**TASK TO COMPLETE**. Copy out every record that follows, word for word.

**INFORMATION SUPPLIED**.
- - - - -

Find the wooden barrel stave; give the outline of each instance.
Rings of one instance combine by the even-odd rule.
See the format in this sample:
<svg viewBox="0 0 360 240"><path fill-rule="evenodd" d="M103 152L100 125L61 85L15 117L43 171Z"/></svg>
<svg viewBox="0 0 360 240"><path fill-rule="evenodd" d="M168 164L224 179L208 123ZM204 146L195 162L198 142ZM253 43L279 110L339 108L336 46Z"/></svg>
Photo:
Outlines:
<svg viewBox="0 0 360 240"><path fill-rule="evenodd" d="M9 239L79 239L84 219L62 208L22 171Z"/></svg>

- - - - -

**REPLY**.
Find the wooden barrel stave; give the outline of each instance.
Rings of one instance combine by the even-odd rule.
See the format in this sample:
<svg viewBox="0 0 360 240"><path fill-rule="evenodd" d="M103 152L100 125L61 85L15 117L43 171Z"/></svg>
<svg viewBox="0 0 360 240"><path fill-rule="evenodd" d="M168 164L224 179L208 123ZM204 146L195 162L198 142ZM253 43L279 110L339 108L336 46Z"/></svg>
Photo:
Outlines:
<svg viewBox="0 0 360 240"><path fill-rule="evenodd" d="M9 239L79 239L84 219L62 208L22 171Z"/></svg>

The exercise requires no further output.